▸ Extracted data:

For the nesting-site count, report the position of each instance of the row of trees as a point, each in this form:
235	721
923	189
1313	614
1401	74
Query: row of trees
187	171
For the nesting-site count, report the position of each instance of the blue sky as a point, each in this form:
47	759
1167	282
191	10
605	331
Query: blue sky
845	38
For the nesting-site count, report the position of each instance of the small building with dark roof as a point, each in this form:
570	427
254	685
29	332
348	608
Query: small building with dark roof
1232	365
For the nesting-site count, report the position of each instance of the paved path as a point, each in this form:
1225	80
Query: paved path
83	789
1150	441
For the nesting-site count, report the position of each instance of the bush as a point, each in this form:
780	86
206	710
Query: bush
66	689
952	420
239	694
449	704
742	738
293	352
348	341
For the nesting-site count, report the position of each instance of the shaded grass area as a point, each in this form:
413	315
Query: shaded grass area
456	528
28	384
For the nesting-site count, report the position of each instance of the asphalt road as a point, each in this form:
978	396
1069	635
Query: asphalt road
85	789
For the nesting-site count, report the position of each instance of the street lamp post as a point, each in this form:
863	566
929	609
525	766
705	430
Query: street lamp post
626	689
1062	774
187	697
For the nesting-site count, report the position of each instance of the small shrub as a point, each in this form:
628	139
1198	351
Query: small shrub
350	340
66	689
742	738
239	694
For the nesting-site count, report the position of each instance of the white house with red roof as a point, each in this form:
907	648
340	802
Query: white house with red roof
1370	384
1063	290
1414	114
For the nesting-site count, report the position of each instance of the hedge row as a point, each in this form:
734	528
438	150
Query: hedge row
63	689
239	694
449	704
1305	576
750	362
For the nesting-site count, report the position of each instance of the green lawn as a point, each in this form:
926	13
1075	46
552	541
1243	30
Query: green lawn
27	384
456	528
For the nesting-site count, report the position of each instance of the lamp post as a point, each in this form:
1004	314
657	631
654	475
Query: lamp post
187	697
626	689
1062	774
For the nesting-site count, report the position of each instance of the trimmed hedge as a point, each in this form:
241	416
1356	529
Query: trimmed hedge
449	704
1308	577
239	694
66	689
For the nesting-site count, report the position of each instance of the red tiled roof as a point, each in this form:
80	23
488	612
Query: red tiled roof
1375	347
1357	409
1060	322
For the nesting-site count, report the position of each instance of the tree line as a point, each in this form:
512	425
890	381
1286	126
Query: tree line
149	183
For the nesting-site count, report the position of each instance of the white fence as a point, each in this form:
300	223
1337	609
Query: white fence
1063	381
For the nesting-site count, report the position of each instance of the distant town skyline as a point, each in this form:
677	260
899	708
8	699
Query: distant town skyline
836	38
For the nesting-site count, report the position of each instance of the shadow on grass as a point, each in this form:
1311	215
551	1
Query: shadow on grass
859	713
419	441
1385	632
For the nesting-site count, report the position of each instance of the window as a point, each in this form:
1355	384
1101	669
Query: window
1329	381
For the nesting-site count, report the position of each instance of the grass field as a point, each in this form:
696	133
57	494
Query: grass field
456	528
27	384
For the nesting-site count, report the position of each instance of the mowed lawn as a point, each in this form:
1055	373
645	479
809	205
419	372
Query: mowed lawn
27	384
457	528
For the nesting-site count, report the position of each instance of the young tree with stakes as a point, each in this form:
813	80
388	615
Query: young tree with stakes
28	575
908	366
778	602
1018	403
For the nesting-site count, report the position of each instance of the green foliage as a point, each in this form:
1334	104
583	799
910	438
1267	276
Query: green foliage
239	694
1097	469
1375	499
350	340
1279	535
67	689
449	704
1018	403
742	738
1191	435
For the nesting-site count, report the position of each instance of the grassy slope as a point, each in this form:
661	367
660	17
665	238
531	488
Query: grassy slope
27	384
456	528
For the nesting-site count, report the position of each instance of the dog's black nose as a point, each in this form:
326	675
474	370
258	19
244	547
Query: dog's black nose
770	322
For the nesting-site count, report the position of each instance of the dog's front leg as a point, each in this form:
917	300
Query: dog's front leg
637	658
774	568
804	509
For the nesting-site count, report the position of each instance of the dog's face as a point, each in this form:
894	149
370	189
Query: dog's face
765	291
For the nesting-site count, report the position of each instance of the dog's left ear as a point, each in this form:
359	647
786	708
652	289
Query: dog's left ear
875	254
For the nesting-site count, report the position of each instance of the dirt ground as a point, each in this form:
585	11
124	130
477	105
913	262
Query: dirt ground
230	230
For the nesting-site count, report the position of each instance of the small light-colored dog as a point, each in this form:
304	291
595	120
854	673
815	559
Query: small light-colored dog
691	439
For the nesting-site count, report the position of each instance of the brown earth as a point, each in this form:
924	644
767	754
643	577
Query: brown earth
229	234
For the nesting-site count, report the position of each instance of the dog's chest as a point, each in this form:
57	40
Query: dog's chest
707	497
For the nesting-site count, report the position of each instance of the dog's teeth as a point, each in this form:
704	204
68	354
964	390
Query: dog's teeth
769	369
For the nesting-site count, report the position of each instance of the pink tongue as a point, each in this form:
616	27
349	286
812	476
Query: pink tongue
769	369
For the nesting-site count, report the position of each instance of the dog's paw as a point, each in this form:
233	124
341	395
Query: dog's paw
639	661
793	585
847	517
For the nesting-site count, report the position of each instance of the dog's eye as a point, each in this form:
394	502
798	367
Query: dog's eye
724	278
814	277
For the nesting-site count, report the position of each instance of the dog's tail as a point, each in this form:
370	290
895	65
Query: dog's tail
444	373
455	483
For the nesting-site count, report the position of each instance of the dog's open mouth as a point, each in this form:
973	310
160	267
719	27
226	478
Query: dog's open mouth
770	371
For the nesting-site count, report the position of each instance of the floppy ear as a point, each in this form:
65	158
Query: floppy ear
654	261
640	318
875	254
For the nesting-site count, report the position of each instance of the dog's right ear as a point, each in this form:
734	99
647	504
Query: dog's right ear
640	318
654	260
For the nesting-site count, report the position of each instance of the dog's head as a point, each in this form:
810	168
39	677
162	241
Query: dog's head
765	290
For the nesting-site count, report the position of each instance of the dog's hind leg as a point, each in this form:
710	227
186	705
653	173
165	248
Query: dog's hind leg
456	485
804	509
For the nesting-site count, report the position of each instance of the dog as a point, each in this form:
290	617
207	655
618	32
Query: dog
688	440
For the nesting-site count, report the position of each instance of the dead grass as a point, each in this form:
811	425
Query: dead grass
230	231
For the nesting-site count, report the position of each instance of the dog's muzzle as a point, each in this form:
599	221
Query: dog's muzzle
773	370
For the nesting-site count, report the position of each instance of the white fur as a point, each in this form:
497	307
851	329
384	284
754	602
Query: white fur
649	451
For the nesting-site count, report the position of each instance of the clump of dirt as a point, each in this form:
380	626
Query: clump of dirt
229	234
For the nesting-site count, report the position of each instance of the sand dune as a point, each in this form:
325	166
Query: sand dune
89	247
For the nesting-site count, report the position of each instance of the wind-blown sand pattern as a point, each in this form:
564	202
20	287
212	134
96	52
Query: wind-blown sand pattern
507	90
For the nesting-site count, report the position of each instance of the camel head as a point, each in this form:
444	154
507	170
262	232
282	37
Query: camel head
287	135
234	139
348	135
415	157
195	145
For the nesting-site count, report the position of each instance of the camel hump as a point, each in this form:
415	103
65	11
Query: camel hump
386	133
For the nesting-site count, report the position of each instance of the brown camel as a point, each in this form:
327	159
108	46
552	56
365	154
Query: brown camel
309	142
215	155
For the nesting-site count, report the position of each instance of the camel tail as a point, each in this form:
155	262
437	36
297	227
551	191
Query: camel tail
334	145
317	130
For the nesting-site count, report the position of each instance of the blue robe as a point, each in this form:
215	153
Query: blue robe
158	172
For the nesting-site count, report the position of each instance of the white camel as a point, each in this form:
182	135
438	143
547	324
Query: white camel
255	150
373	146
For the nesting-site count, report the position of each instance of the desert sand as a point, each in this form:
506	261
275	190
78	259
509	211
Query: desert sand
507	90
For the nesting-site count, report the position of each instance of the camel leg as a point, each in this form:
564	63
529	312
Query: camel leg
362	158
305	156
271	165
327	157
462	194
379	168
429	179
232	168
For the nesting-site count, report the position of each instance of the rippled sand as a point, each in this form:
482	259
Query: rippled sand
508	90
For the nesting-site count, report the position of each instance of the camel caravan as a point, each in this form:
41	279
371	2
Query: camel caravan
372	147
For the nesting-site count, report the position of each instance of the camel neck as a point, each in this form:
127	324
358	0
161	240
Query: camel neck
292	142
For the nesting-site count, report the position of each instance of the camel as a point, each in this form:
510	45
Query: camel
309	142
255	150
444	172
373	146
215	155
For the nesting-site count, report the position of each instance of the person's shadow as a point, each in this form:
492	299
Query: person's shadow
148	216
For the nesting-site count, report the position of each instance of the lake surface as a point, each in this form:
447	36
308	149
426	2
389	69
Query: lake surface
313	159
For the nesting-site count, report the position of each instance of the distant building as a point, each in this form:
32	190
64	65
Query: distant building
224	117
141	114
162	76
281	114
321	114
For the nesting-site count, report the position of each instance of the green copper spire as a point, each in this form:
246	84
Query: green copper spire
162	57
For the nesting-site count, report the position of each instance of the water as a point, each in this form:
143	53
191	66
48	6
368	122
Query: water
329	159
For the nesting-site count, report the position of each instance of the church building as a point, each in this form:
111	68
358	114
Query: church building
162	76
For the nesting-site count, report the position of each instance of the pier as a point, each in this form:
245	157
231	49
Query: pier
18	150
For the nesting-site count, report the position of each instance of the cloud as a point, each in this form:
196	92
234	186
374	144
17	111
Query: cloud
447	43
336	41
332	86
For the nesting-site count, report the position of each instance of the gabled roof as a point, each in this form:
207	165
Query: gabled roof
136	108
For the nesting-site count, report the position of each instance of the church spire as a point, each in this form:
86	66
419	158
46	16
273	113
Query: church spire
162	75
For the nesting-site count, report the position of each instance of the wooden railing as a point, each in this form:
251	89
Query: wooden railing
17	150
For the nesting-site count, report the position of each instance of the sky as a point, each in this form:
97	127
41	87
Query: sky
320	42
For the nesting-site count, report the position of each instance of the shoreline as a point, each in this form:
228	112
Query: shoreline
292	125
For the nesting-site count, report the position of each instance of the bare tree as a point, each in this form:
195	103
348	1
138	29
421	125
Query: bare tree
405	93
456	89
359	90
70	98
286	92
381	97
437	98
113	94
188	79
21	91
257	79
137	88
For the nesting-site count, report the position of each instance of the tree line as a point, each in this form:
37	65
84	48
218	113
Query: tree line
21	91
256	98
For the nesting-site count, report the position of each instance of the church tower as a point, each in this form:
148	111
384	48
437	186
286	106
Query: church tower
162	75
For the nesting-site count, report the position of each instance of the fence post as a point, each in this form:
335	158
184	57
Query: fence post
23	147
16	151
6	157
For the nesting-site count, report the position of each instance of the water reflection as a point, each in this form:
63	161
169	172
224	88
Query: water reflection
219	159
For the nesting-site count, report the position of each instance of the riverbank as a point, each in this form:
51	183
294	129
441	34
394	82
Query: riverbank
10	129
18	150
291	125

▸ Task details: Reproduce only the lines running from the one with "the church tower" through the final line of the listing above, both ends included.

▸ Answer for the task:
For the nesting-site count, report the position of each instance of the church tower as a point, each in this form:
148	111
384	48
437	186
286	106
Query: church tower
162	75
For the nesting-site count, report the position of each instance of the fence post as a point, each in this form:
335	158
184	57
Query: fence post
23	147
16	151
6	157
For the nesting-site count, report the position of each instance of the water reflection as a point, each in this form:
63	161
169	172
224	88
Query: water reflection
219	159
For the nesting-site count, report the position of each instance of the riverbank as a point, each in this form:
51	183
294	129
441	34
394	82
Query: riverbank
10	129
18	150
291	125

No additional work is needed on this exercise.